Work task 1 → Rewrite the paragraph beginning "The patented Netti Dynamic System accommodates" in the Netti Dynamic System description as a short bulleted list that keeps its main facts.
Work task 2 →
Answer these questions using the Netti Dynamic System description:
(a) What condition is the mobility aid designed for?
(b) Where does the user end up after a spasm?
(c) In which direction does the chair keep the user from sliding?
Work task 3 → Continue the Netti Dynamic System description, starting after its final point about preventing the user from sliding forward.

Netti Dynamic System is an advanced mobility aid for disabled users affected by dystonia with extension movements resulting in very strong spasms and contractions which affect the user’s muscle-bone apparatus causing joint dislocations and challenging the strength of the wheelchair.
The patented Netti Dynamic System accommodates the user’s extension movements letting the wheelchair work in synergy with the users movements. The wheelchair is dynamic and will follow the users movement of both upper and lower body.
With Netti Dynamic System you can achieve a more relaxed sitting position and participate in daily life with family and friends.
Why choose Netti Dynamic System?
- The user will have less discomfort during spasm as the wheelchair supports the movement
- After a spasm the user returns to his or her original sitting position securing a good position and pressure distribution.
- Prevents unintentional change of position
- Prevents the user from sliding forward in the chair and thereby getting a bad sitting position and bad distribution of pressure.

Data under study →

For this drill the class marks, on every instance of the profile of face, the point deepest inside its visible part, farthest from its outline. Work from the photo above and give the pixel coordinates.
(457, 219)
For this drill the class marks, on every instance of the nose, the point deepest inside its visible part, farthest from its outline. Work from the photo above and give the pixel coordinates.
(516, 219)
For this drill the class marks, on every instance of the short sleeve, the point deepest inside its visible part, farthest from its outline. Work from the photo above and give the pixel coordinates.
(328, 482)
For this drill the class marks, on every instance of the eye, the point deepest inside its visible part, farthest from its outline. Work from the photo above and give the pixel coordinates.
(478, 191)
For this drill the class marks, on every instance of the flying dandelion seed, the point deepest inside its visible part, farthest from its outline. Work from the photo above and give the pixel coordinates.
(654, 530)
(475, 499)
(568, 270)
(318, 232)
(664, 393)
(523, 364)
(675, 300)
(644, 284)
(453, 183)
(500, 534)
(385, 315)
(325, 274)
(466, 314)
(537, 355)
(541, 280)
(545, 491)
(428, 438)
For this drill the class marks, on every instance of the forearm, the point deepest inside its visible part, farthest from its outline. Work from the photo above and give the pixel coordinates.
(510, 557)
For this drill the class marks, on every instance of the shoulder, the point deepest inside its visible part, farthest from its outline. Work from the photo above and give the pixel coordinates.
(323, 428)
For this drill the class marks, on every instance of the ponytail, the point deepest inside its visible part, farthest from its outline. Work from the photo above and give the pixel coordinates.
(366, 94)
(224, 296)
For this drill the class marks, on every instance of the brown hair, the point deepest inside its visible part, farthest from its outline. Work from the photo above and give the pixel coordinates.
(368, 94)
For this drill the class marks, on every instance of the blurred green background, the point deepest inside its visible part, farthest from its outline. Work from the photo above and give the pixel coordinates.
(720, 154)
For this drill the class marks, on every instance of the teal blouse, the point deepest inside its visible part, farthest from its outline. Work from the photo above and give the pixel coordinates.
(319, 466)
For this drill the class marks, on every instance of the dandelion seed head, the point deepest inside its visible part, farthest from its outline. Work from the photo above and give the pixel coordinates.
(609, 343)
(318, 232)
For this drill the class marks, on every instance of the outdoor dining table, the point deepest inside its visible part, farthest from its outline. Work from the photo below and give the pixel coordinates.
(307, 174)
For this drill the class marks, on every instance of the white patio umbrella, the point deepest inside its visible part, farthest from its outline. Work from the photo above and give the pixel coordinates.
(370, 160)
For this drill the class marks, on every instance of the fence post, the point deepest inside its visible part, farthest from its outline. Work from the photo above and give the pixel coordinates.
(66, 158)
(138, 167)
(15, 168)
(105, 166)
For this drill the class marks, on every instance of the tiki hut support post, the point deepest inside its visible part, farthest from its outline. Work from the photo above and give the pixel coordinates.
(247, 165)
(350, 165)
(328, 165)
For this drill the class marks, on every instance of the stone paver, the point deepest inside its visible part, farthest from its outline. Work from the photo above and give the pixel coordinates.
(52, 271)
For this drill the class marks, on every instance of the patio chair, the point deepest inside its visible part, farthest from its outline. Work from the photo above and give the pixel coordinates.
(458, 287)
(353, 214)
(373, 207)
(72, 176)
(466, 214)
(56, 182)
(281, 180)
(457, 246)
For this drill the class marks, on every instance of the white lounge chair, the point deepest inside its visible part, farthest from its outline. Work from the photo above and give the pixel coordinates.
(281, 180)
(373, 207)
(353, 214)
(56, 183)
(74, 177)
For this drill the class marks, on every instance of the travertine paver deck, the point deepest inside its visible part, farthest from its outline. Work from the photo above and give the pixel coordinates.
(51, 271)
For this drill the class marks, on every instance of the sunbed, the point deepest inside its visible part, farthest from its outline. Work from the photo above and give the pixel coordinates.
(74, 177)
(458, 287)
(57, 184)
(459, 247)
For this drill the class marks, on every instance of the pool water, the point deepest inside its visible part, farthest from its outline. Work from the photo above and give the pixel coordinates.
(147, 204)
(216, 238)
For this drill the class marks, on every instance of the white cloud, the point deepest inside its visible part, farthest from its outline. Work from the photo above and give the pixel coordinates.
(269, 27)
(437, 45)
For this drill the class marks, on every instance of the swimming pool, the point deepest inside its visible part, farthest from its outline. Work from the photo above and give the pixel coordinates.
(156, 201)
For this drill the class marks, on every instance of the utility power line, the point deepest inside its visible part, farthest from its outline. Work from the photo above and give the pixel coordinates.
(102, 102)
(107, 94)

Answer box 1 →
- The Netti Dynamic System is patented.
- It accommodates the user's extension movements.
- The wheelchair works in synergy with the user's movements.
- It is dynamic and follows the movement of both the upper and lower body.

Answer box 2 →
(a) Dystonia with extension movements that cause very strong spasms and contractions.
(b) The user returns to his or her original sitting position.
(c) Forward in the chair.

Answer box 3 →
- Extends the life time of the wheelchair
- Cerebral Palsy (CP) Spastic CP
- Dyskinetic CP
- Atactic CP
- Athetotic CP
- Chorea Huntington
- Parkinson’s disease
- Demential Syndromes
- Skull brain tract
- Spinal cord injuries
The back accommodates extreme trunk extension movements all the way to total reclination. The standard angle between seat and back can be set to between 85° and 110° depending on the chosen solution. You may choose between 3 different solutions: gas spring or locked gas spring with different recistance opportunities and air shock absorber.
The seating unit accommodates the hip elevation during the user’s extension pattern. This prevents sliding forward in the seat after the movement and a bad pressure distribution caused by the unintented sitting position. The Netti Dynamic System is delivered with a guiderail attachment for hip belts which helps to keep the good sitting position.
The foot support accommodates the elevating movements (at the knee joint level), the pushing movements along the tibial axle and the flexion-extension movements of the foot.